■ To do:
1 - Answer these from the piece on social media sitcoms:
(a) Which brand hired an HBO comedy writer, and what is the show called?
(b) How many seasons into The Bittarverse is Alexis Bitta?
(c) Whose owl is mentioned as twerking on the timeline?
2 - From the piece on social media sitcoms, extract the exact passage starting with "Somewhere between the" and going on through "For You page.".
Reading passage START
Streaming, but make it scroll? The rise of the social media sitcom.

Somewhere between the TikTok skit economy and the prestige TV industrial complex, a new hybrid has emerged: the social media sitcom.
Brands are writing pilots, and you’re the laugh track. Think snack-sized, scripted worlds designed to live and die on your For You page.
It’s like Friends, but sponsored lol.
Brooklyn Coffee Shop roasts café customers. Bistro Huddy has an entire restaurant lore starring exactly one man in every role. Bratz is two seasons deep into Alwayz Bratz. Jewellery brand Alexis Bitta is four seasons into The Bittarverse. And Tower 28, never one to blush, hired an actual HBO comedy writer to make The Blush Lives of Sensitive Girls.
Even Bilt, Pretzelized, and Oatly are among those experimenting with the format as we speak.
It’s kind of funny to me that, at a time when the internet feels more fragmented than ever (good luck getting two people to agree on a favourite app, let alone a show), brands are suddenly playing network execs, trying to resurrect appointment viewing.
Except your “Thursday night line-up” is now whatever the algorithm blesses between cat memes and a skincare haul.
So, why now?
Partly because chaos-posting peaked when Duolingo’s owl was twerking on the timeline. That shtick has a shelf life. But the sitcom approach is continuity-driven. Characters, storylines, running jokes: stuff you actually want to stick around for.
Reading passage END
Record set START
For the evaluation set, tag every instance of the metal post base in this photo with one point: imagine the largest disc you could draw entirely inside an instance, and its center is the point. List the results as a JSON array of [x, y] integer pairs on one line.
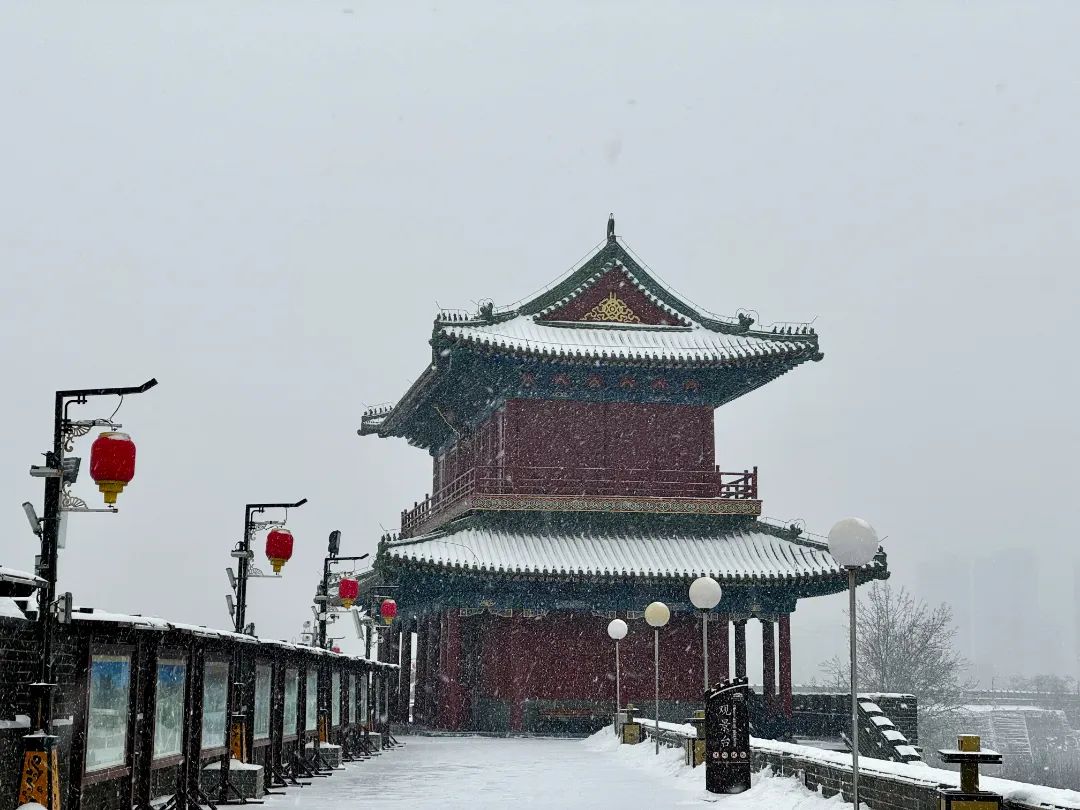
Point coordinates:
[[40, 780]]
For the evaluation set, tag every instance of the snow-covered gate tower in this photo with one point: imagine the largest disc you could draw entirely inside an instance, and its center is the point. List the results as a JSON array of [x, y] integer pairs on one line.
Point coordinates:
[[575, 480]]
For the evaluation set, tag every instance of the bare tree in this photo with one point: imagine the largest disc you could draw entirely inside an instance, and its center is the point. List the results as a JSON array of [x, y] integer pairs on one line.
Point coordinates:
[[905, 646]]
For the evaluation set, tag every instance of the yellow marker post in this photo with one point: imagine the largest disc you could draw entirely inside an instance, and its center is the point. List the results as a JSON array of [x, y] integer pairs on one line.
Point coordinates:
[[969, 754]]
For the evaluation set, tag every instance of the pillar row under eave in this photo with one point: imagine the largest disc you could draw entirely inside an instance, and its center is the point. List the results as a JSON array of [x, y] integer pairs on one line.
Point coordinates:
[[719, 655], [785, 664], [740, 648], [769, 664], [451, 693], [405, 674], [420, 653], [518, 673], [432, 672]]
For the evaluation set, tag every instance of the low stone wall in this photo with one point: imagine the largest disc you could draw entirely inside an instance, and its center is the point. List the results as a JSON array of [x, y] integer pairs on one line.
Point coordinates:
[[885, 785]]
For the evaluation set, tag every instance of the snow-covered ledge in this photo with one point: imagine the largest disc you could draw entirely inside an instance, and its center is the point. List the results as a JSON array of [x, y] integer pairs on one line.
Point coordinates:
[[881, 780]]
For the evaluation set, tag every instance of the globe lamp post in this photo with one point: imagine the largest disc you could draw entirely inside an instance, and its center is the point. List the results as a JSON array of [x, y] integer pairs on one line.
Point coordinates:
[[617, 631], [705, 594], [657, 616], [853, 542]]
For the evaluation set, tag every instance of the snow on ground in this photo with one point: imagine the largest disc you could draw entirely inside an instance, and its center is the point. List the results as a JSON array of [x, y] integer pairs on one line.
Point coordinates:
[[495, 773]]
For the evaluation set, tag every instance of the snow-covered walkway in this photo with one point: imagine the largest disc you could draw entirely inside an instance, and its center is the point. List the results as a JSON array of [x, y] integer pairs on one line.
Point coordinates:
[[485, 773]]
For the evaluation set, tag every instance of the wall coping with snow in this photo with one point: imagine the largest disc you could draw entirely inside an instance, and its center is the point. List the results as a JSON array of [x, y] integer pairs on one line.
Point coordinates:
[[886, 785]]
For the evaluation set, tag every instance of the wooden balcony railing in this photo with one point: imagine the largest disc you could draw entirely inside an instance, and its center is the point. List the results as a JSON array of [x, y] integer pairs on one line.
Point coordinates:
[[581, 481]]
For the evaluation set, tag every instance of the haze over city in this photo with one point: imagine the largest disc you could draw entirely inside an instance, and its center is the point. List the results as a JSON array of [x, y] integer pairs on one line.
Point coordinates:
[[264, 205]]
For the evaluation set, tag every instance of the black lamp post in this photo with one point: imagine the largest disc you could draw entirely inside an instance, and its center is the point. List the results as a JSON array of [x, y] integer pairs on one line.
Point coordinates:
[[333, 547], [59, 473], [244, 554], [237, 741]]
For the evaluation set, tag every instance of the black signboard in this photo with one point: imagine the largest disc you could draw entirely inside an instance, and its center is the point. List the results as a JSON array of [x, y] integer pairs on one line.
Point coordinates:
[[727, 737]]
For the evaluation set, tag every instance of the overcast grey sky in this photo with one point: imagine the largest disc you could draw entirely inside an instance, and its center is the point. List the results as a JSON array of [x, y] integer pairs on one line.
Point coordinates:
[[261, 204]]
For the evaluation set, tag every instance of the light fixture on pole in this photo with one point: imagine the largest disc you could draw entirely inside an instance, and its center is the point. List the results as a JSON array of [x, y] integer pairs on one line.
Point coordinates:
[[657, 616], [853, 543], [617, 631], [705, 594]]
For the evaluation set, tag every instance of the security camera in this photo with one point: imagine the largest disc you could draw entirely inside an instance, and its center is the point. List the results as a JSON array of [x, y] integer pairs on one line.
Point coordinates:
[[31, 515]]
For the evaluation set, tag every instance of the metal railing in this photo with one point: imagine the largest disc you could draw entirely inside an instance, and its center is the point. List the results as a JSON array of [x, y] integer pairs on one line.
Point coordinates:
[[581, 482]]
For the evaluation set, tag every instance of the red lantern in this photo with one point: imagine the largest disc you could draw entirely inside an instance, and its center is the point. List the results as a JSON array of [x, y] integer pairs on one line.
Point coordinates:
[[279, 548], [388, 610], [348, 589], [112, 463]]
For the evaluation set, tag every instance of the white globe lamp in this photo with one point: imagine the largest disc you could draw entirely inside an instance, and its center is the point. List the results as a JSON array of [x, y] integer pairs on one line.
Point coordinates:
[[853, 543], [705, 594], [657, 615], [617, 631]]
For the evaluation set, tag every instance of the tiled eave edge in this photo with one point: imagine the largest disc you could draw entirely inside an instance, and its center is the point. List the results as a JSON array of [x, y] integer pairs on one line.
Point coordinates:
[[792, 352], [876, 570], [615, 503]]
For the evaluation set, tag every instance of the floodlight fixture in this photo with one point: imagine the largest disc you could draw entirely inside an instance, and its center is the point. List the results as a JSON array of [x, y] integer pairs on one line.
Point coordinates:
[[31, 516]]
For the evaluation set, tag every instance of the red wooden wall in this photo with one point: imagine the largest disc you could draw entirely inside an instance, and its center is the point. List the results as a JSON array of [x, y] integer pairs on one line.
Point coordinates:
[[559, 433], [569, 657], [655, 436], [616, 282]]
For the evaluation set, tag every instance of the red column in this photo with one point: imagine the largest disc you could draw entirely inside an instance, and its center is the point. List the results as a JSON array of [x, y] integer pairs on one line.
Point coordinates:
[[431, 672], [719, 657], [405, 674], [451, 709], [421, 667], [518, 673], [740, 648], [768, 664], [785, 663], [393, 652]]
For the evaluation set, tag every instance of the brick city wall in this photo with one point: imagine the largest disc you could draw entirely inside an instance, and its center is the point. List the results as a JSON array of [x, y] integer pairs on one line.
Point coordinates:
[[877, 791]]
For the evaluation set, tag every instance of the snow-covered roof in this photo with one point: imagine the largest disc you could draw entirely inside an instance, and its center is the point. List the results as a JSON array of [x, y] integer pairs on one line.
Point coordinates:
[[10, 609], [150, 622], [583, 318], [13, 575], [750, 551], [693, 343]]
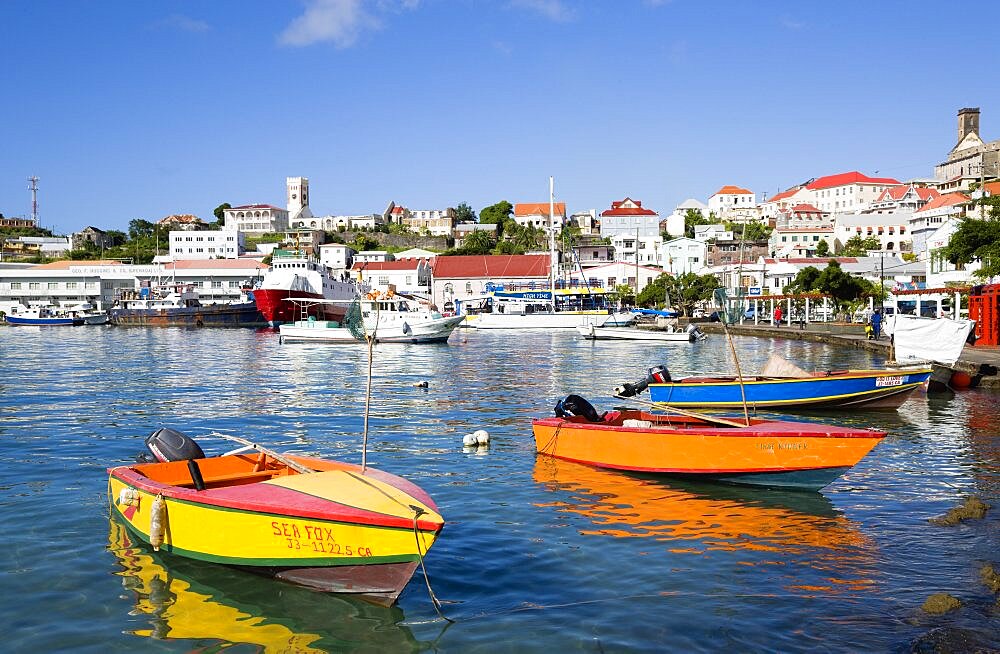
Record set END
■ Results by task:
1 -
(a) Tower 28, for The Blush Lives of Sensitive Girls.
(b) Four seasons.
(c) Duolingo's.

2 -
Somewhere between the TikTok skit economy and the prestige TV industrial complex, a new hybrid has emerged: the social media sitcom.
Brands are writing pilots, and you’re the laugh track. Think snack-sized, scripted worlds designed to live and die on your For You page.